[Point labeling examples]
★ ★ ★ ★ ★

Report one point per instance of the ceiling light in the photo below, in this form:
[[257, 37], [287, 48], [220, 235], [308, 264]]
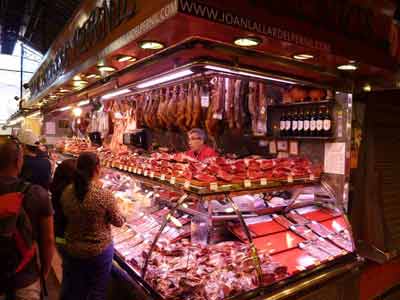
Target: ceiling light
[[215, 68], [303, 56], [83, 102], [164, 78], [77, 111], [367, 88], [106, 68], [65, 108], [124, 58], [247, 41], [347, 67], [152, 45], [116, 93]]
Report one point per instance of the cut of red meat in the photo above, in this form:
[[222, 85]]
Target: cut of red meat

★ ★ ★ ★ ★

▶ _TASK BRIEF_
Please render every line of the rows above as a JSON list of strings, one string per line, with blank lines left out. Leave the pictures out of your answer.

▶ _SOLUTION TO THIS EXERCISE_
[
  "Report one point per instance of the ceiling light in the photo below, in this form:",
  "[[257, 37], [287, 48], [220, 235], [308, 264]]",
  "Target: ceiling light",
  "[[215, 68], [303, 56], [83, 102], [164, 78], [77, 111], [367, 88], [106, 68], [65, 108], [124, 58], [247, 41], [347, 67], [152, 45], [116, 93]]",
  "Report one point per instance of the cut of red meat in the photo above, in this form:",
  "[[222, 85]]",
  "Target: cut of red meat"
]